- TASK GOAL: Without adding or dropping anything, copy the entries below.

:::::

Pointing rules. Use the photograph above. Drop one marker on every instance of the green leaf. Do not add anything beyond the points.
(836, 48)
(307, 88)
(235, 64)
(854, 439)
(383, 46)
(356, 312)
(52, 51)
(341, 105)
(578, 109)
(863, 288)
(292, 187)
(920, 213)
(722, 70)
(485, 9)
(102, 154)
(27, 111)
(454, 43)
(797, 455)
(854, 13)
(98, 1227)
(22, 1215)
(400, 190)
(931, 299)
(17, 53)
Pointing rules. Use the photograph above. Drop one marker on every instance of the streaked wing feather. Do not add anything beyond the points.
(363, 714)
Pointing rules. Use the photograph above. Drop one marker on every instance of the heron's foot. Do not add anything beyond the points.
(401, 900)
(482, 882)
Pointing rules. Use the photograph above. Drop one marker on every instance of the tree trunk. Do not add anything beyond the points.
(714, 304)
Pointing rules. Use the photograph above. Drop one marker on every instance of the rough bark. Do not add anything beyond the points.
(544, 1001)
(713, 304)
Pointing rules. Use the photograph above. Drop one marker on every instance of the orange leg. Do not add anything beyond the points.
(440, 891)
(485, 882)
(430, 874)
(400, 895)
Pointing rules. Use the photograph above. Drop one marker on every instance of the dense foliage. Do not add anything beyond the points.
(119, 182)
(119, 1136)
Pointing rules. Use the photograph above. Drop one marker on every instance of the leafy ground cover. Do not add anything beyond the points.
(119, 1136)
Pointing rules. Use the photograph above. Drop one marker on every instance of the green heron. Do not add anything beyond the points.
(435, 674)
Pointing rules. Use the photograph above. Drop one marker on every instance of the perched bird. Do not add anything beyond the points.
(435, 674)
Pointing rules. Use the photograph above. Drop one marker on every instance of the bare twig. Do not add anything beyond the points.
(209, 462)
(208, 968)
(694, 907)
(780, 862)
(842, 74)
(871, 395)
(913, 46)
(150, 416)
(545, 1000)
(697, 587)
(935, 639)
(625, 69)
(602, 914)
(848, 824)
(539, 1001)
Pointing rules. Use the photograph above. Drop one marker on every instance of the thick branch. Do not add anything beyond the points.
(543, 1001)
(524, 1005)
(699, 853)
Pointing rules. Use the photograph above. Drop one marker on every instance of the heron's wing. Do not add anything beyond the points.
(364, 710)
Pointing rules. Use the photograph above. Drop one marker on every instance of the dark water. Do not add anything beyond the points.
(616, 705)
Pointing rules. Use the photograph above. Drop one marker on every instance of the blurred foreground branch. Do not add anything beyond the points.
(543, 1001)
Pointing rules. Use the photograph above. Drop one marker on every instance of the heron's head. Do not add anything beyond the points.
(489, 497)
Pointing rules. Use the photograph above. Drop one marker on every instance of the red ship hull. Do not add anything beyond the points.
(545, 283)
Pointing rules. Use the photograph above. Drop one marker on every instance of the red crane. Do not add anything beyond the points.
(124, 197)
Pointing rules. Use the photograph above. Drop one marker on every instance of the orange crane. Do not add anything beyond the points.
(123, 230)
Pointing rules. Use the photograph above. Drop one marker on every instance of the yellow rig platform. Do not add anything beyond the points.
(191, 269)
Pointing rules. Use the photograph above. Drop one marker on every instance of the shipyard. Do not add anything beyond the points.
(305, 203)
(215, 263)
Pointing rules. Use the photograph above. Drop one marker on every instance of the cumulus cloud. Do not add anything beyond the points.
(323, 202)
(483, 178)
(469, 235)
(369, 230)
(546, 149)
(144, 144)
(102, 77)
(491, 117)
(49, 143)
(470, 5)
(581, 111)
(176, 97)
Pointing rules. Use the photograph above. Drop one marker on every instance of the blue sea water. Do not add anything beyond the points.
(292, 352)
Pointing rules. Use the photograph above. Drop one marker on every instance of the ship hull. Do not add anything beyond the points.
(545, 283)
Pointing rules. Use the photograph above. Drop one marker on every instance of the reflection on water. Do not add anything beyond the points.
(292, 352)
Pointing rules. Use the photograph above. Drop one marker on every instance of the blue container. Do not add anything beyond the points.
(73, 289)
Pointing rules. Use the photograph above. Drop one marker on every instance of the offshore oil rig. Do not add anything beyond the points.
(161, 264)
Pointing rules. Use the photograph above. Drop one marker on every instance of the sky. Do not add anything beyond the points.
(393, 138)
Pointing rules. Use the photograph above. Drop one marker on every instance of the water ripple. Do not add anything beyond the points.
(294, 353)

:::::

- REPLY TO THE EXERCISE:
Pointing rules. Use the photograph above. Drop one marker on every instance of the green leaf. Do not add anything beyond the points.
(836, 48)
(307, 88)
(235, 64)
(854, 439)
(383, 46)
(356, 312)
(52, 51)
(341, 105)
(578, 109)
(863, 288)
(292, 187)
(920, 213)
(722, 70)
(485, 9)
(102, 154)
(27, 111)
(454, 43)
(797, 455)
(854, 13)
(98, 1227)
(22, 1215)
(400, 190)
(931, 299)
(17, 53)
Pointing rules. Use the photograph above. Drop one marker on every instance of the streaked wing feather. Do not add anything beyond the points.
(363, 714)
Pointing rules. Use the photograph above. Drop one marker on every instance of the heron's foot. Do not add anything beyond the points.
(401, 900)
(482, 882)
Pointing rules. Use the photograph above. Drop one marker on every instance of the tree trunk. Do not add anything beyond the points.
(714, 304)
Pointing rules. Use the photograph above. Drop one marker on every instance of the rough bark. Do not add anything beyond the points.
(544, 1001)
(713, 304)
Pointing rules. Use the photograph above. Drop one marker on every instance of the orange leg. Do not add anything beyond the points.
(440, 891)
(485, 882)
(430, 874)
(400, 895)
Pointing rules. Use the photograph above. Drop one marker on every instance of the dense foliage. Do not add anything beyond the points.
(119, 182)
(119, 1136)
Pointing rules. Use the photograph above. Drop one marker on every instance of the leafy ground cover. Do not add anything beyond the points.
(119, 1136)
Pointing rules. Use the photograph above. Drop one marker on every instance of the green heron. Do not add anything beyond the points.
(435, 674)
Pointing rules. Use the photograph above. Drop one marker on every instance of the perched bird. Do not add anything beyond the points.
(435, 674)
Pointing rules. Use the photograph above. Drop one marker on every instance of the bare twig. Do not add anything beyond the points.
(209, 462)
(208, 968)
(694, 907)
(780, 862)
(842, 74)
(871, 395)
(913, 46)
(150, 416)
(545, 1000)
(697, 587)
(935, 639)
(625, 69)
(602, 914)
(848, 824)
(539, 1001)
Pointing rules. Use the photograph above. Drop one marker on every instance of the thick branch. Do not add anything beyond the points.
(543, 1001)
(524, 1005)
(699, 853)
Pointing rules. Use the photograph above. Drop one marker on every instance of the heron's wing. Do not add anything beyond the points.
(364, 710)
Pointing rules. Use the photograph above. Drop one marker on every instance of the dark water. Do not add anything beyond the points.
(616, 705)
Pointing rules. Use the photograph above. Drop one marker on every instance of the blurred foreground branch. Do not add anything beyond the points.
(543, 1001)
Pointing rules. Use the photograph above. Drop one marker on every instance of the heron's head. Do not add anything beyond the points.
(489, 497)
Pointing rules. Use the photograph above. Drop one marker on every instance of the red ship hull. Do not add anything beyond the points.
(545, 283)
Pointing rules. Use the photograph above. Drop one marker on every instance of the red crane. Do not add anything beyond the points.
(124, 197)
Pointing rules. Use the photograph above. Drop one marker on every instance of the orange crane. Do not add anything beyond the points.
(123, 230)
Pointing rules. Use the photograph above. Drop one marker on every instance of the yellow rig platform. Do not add anything beyond the points.
(191, 269)
Pointing rules. Use the photograph above. Drop one marker on every instance of the shipyard. Do not add anything beyond the points.
(305, 203)
(215, 263)
Pointing rules. Use the photograph above. Drop one marker on every instance of the cumulus cloud. Do not add anything beyond the points.
(323, 202)
(483, 178)
(469, 235)
(369, 230)
(546, 149)
(144, 144)
(102, 77)
(491, 117)
(49, 143)
(470, 5)
(581, 111)
(176, 97)
Pointing rules. Use the photograph above. Drop one marker on every instance of the blue sea water. Do not add anything beyond the points.
(292, 352)
Pointing rules. Use the photograph above. Drop one marker on every instance of the ship hull. Do not add anything beyond the points.
(545, 283)
Pointing rules. Use the photograph above. Drop one marker on every instance of the reflection on water. Do not add anything beyond the points.
(292, 352)
Pointing rules. Use the photograph above. Drop one marker on every instance of the blue container. Do not add anything beyond the points.
(73, 289)
Pointing rules. Use the photograph above. Drop one marker on every instance of the offshore oil rig. Do not add anything beyond the points.
(161, 264)
Pointing rules. Use the photograph above. Drop one marker on every instance of the sky. Do not add anything beyond the points.
(393, 138)
Pointing rules. Use the photograph above. Drop one marker on every instance of the water ripple. Do not add anything beyond the points.
(294, 353)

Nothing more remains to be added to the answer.